■ **WRITTEN PROBLEM**
Collect every line of the rows below that contains the string "outline", matching case exactly, and copy each one as it appears.

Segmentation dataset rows
-- BEGIN --
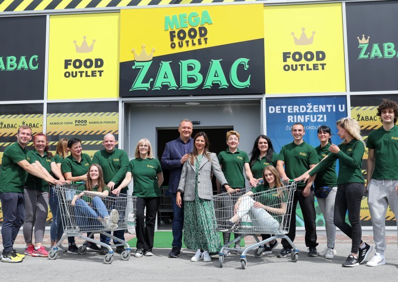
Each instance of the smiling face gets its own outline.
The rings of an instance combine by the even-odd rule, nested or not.
[[[40,153],[43,153],[47,145],[47,139],[44,136],[41,135],[36,136],[33,140],[33,145],[36,151]]]
[[[395,115],[393,109],[386,109],[382,111],[380,117],[383,123],[391,123],[394,122]]]
[[[204,149],[206,145],[206,141],[203,136],[198,136],[195,139],[195,147],[198,150],[202,150]]]
[[[230,149],[234,150],[239,144],[239,139],[236,135],[233,134],[228,138],[227,140],[227,145]]]
[[[267,153],[267,151],[268,150],[268,141],[267,140],[263,138],[260,138],[258,140],[257,146],[261,153]]]
[[[302,137],[305,134],[305,131],[302,125],[296,124],[292,128],[292,135],[295,141],[301,141]]]

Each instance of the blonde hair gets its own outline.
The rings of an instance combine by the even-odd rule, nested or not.
[[[151,142],[146,138],[143,138],[139,140],[137,142],[137,145],[135,146],[135,152],[134,153],[134,157],[135,158],[140,157],[140,149],[139,146],[142,143],[146,144],[148,145],[148,153],[147,155],[149,158],[153,158],[153,155],[152,154],[152,147],[151,145]]]
[[[362,141],[364,145],[365,144],[361,136],[361,128],[359,124],[355,119],[351,118],[343,118],[338,120],[336,125],[345,129],[350,134],[350,135],[355,139]],[[345,143],[346,141],[344,140],[343,142]]]
[[[238,138],[238,140],[240,139],[240,135],[239,133],[234,130],[231,130],[227,132],[227,141],[228,141],[228,139],[231,135],[236,135],[236,137]]]

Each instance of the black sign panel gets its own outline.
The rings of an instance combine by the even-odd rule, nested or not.
[[[44,98],[46,17],[0,18],[1,101]]]
[[[346,4],[350,90],[398,90],[398,1]]]

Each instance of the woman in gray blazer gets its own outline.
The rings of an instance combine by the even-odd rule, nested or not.
[[[195,145],[190,161],[183,167],[176,201],[181,207],[184,193],[184,243],[188,249],[197,250],[191,260],[210,262],[210,254],[218,253],[221,247],[218,233],[213,229],[215,215],[211,201],[212,171],[227,191],[233,189],[224,177],[216,154],[207,151],[209,142],[206,134],[198,133],[194,140]]]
-- END --
■ **OUTPUT OF THE TASK**
Each instance of the smiling face gets its own outline.
Each instance of the blonde hair gets its own outline.
Each instance of the black sign panel gets its own outline.
Each instance of the woman in gray blazer gets its own outline.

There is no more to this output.